Retype exactly the stretch of lines that begins at the line containing "Would you mind indicating the hillside" and ends at the last line of the data, with no other lines.

• Items:
:::

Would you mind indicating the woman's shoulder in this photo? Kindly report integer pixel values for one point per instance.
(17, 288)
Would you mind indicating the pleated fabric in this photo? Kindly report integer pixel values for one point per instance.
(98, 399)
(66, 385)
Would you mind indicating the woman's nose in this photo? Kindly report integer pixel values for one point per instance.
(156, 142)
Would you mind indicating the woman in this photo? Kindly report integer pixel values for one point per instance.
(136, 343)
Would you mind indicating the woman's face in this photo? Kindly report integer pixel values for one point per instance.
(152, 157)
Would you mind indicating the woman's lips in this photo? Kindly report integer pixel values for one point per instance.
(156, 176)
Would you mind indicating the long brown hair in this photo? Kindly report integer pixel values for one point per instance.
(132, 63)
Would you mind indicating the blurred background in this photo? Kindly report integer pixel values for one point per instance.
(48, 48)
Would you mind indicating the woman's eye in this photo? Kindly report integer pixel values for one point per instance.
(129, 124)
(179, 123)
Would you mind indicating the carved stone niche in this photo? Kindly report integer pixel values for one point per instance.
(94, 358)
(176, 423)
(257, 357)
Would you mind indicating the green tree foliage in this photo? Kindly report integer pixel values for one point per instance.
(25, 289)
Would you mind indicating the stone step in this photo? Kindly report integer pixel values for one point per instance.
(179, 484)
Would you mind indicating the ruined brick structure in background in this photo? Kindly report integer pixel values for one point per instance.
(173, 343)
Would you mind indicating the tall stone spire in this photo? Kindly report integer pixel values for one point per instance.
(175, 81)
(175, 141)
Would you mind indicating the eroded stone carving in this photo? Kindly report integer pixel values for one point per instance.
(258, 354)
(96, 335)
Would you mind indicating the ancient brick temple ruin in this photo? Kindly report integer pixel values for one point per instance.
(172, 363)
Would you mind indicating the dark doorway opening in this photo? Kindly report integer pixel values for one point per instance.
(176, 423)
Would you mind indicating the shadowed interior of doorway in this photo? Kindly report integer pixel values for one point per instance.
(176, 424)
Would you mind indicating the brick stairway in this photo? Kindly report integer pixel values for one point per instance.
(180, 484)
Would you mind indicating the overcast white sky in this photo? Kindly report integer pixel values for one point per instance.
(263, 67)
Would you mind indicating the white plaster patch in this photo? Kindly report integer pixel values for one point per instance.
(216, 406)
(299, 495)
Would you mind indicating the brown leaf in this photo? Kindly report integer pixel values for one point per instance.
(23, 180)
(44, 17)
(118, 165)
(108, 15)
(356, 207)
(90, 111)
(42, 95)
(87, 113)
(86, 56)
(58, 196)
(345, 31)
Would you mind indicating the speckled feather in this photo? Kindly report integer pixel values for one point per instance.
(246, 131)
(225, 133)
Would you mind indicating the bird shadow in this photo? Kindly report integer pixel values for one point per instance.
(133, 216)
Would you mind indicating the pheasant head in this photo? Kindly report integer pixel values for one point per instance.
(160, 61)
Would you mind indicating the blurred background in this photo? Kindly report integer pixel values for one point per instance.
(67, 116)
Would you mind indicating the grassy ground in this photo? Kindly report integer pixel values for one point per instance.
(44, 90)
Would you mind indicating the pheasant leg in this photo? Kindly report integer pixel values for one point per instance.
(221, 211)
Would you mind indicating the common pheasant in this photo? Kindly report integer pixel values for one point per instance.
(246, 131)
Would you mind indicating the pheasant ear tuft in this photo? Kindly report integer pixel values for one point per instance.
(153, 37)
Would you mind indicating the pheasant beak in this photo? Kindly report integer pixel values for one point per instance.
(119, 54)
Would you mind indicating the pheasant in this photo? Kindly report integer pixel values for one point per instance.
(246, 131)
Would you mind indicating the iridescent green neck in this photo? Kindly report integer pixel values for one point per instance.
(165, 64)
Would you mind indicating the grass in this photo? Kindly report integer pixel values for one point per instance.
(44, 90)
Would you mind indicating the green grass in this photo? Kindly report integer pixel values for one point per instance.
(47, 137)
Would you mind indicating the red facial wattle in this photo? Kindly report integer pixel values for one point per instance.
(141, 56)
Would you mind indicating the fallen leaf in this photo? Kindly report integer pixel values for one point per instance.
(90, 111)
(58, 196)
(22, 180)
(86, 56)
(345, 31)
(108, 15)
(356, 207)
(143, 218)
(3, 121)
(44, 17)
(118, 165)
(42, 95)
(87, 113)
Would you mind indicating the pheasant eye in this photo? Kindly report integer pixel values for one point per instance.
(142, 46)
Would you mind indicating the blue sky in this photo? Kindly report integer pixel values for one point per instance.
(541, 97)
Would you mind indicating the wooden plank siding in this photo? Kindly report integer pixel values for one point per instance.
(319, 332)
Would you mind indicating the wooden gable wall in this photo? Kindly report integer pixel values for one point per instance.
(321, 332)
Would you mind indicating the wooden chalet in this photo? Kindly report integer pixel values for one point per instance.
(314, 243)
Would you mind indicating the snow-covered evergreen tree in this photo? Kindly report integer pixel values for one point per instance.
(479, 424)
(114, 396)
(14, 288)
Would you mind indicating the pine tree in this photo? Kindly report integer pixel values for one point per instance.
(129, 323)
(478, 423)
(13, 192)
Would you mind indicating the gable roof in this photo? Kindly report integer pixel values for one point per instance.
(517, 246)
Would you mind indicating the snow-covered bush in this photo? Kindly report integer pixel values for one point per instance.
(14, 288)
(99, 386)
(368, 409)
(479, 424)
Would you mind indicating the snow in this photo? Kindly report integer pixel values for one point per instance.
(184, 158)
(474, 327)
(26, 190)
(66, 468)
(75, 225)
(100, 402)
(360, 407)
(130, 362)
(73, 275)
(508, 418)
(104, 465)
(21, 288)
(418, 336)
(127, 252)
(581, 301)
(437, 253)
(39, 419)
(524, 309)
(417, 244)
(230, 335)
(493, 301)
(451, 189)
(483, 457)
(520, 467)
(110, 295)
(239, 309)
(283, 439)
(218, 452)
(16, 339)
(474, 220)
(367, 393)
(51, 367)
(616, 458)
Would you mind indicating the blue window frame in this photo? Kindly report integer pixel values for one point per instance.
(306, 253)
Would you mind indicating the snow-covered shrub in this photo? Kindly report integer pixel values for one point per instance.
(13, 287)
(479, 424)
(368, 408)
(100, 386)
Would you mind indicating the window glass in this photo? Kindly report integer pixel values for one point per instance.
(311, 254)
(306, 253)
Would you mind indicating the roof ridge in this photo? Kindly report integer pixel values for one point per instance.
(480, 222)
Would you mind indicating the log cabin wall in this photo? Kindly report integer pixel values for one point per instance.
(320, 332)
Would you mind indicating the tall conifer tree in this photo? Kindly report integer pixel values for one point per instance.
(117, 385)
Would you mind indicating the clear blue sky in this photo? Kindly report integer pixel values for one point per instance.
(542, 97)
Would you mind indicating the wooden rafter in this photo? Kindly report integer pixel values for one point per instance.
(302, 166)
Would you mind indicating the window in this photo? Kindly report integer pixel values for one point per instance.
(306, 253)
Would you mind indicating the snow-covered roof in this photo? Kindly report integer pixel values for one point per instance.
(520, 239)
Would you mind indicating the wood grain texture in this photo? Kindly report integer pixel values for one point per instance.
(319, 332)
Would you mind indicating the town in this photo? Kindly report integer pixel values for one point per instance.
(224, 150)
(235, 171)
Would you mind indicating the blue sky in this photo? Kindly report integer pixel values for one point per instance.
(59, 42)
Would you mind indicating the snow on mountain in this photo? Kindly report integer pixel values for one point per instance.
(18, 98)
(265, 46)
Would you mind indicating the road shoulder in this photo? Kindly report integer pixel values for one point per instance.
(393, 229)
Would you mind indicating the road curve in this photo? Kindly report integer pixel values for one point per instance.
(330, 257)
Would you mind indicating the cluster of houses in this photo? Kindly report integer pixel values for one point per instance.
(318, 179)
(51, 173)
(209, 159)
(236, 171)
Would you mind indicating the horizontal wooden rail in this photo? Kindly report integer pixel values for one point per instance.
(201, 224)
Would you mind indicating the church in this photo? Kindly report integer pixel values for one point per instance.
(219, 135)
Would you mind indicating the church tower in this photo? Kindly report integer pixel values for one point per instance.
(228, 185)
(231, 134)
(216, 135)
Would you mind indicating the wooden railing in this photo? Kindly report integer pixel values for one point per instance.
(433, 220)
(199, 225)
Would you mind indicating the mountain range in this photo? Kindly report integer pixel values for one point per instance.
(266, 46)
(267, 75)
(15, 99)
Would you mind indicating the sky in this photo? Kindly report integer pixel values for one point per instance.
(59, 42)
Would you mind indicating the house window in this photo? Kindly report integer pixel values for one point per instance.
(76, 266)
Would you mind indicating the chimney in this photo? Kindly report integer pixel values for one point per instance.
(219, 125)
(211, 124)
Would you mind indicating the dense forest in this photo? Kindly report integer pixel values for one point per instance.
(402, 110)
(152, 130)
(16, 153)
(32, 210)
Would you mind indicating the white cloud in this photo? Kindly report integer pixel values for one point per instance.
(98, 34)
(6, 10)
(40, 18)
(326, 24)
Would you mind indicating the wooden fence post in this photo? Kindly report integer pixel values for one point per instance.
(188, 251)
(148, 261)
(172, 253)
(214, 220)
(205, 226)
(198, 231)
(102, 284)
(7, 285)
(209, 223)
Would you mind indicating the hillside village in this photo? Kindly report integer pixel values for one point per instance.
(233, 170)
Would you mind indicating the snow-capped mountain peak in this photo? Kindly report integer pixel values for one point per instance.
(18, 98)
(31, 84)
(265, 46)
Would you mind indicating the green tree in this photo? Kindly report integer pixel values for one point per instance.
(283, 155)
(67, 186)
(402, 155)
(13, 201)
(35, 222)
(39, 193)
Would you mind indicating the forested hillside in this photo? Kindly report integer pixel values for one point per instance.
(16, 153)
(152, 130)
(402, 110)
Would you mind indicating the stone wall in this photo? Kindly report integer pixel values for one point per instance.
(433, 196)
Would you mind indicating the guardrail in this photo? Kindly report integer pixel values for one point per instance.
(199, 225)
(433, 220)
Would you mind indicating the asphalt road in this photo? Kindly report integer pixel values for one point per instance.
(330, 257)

:::

• Exercise solution:
Would you mind indicating the hillside village in this photo? Kindly report integer pixel values for one point per instance.
(233, 170)
Would you mind indicating the snow-capped mountain peak in this photo? Kindly report integer pixel values for one point per instance.
(18, 98)
(31, 84)
(265, 46)
Would you mind indicating the green tree in this photo? Kindly report integer pixel values for one point per instance.
(283, 155)
(67, 186)
(402, 155)
(13, 201)
(35, 222)
(39, 193)
Would you mind indicating the forested hillside in this photo? Kindly report integer pixel values for one point per instance.
(16, 153)
(152, 130)
(402, 110)
Would you mind indicating the stone wall in this photo? Kindly report integer pixel values for one point per instance.
(433, 196)
Would you mind indicating the guardrail in this photo? Kindly report integer pixel values for one point per instance.
(199, 225)
(433, 220)
Would you mind indicating the asphalt road in this photo? Kindly report integer pixel values for one point per instance.
(330, 257)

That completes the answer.